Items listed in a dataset

##########

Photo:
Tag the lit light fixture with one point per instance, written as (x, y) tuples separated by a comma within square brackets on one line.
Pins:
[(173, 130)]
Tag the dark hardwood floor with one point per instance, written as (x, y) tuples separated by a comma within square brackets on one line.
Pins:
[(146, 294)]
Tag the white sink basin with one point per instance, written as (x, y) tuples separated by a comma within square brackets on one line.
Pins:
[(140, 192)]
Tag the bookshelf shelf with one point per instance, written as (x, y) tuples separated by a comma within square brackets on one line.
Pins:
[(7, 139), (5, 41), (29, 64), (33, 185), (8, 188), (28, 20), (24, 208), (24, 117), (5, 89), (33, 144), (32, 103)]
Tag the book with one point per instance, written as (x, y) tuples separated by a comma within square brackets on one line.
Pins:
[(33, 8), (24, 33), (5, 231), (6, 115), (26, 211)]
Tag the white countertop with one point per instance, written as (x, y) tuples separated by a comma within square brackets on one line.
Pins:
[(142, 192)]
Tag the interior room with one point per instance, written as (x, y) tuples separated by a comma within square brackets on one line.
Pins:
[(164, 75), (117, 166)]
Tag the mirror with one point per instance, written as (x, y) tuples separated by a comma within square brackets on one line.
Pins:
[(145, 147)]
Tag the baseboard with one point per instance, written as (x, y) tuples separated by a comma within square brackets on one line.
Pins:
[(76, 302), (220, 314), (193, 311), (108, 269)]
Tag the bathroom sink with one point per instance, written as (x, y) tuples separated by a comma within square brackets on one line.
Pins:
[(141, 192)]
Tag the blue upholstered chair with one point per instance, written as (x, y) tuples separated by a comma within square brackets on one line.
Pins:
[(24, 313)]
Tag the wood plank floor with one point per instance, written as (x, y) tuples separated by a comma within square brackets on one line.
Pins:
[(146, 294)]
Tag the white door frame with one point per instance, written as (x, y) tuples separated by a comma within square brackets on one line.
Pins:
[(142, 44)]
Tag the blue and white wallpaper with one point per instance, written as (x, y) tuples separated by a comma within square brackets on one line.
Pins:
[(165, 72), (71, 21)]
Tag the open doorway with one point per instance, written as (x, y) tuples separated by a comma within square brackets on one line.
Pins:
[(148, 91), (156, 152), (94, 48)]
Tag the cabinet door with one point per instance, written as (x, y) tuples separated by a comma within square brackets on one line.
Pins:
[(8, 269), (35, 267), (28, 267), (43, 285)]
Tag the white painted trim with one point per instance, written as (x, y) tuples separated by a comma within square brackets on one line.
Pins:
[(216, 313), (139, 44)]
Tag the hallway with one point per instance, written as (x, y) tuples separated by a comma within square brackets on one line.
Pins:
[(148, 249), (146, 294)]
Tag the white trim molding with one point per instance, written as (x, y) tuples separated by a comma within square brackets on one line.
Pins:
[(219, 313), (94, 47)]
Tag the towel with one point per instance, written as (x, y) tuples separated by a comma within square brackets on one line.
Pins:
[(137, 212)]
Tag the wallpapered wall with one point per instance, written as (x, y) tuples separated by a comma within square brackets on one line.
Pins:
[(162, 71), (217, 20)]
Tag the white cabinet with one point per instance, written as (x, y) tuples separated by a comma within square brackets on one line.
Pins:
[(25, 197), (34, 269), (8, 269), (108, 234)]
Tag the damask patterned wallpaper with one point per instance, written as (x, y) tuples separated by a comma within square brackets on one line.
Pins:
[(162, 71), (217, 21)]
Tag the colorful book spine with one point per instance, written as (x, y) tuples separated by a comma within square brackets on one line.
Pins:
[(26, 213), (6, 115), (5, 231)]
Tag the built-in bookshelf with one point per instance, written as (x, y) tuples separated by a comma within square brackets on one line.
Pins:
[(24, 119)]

##########

→ **What you need to do**:
Reproduce the lines from the one containing "Tag the white door" through the end of the records, switching "Pins" to "Points" and leaving everything else unchanged. Give only those lines.

→ **Solution below**:
Tag the white door frame with one point per instance, written as (x, y) tuples separated by a comma within square brackets on one line.
Points:
[(142, 44)]
Tag the blue and white wallpaper with one point per instance, written as (x, y) tuples separated by a comma within square brackets on one line.
Points:
[(165, 72), (71, 21)]
Tag the open doorway with one point per instance, written as (x, y) tuples separated by a comma within square brackets on one line.
Points:
[(148, 91), (156, 152), (94, 48)]
Tag the cabinet door with one point per instance, written as (x, y) tuples separated by a comma within square brackets on one line.
Points:
[(8, 269), (35, 267), (28, 267), (43, 285)]
Tag the white painted trim with one point per instance, written as (x, y) tuples separated by a comma within square brackets on one line.
Points:
[(216, 313), (139, 44)]
Tag the hallway with one point per instance, written as (x, y) tuples separated by a comma within square brackets on one line.
Points:
[(148, 249), (146, 294)]
Tag the white trim molding with one point per instance, written as (x, y) tuples separated by a comma within square brackets on one line.
Points:
[(219, 313), (94, 47)]
Tag the towel with one point per instance, written as (x, y) tuples separated by a comma within square brackets on one line.
Points:
[(137, 212)]
Tag the wallpapered wall with one point per instance, written as (x, y) tuples separated by a comma within square brackets on one line.
Points:
[(162, 71), (217, 20)]
Tag the white cabinet with one point per instance, written as (x, y) tuples separated by a comma within square brackets on one line.
Points:
[(25, 197), (34, 269), (8, 269), (108, 234)]
Tag the damask patterned wallpaper with one point per instance, written as (x, y) tuples separated by a comma within square brackets on one line.
Points:
[(162, 71), (217, 21)]
Tag the colorful book spine with one point per instance, written as (x, y) tuples separated by a comma within square brackets on one line.
Points:
[(26, 213), (6, 115), (5, 231)]
Tag the built-in bookshelf with one point per instance, written as (x, y) tuples separated by a comma within square brackets on one line.
Points:
[(24, 119)]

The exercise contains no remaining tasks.